WORK REQUIRED - Copy out the part of the items below that opens with the line containing "Question: Can you find the distant" and runs through the end of the items, changing "statue" to "fountain" and keeping everything else the same.

THE DATA -

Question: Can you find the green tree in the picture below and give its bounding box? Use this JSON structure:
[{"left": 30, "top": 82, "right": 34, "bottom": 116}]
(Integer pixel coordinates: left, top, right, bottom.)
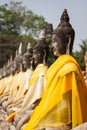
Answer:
[
  {"left": 0, "top": 1, "right": 46, "bottom": 67},
  {"left": 73, "top": 39, "right": 87, "bottom": 70}
]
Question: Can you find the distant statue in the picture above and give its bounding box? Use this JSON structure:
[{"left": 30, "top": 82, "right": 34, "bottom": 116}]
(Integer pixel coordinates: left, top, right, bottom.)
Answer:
[
  {"left": 23, "top": 9, "right": 87, "bottom": 130},
  {"left": 45, "top": 23, "right": 53, "bottom": 37}
]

RESULT FOR THIS EXERCISE -
Question: Can you find the distant fountain in the picture above and give its bounding box? Use this JSON structure:
[{"left": 30, "top": 82, "right": 34, "bottom": 116}]
(Integer pixel coordinates: left, top, right, bottom.)
Answer:
[
  {"left": 23, "top": 9, "right": 87, "bottom": 130},
  {"left": 45, "top": 23, "right": 53, "bottom": 37}
]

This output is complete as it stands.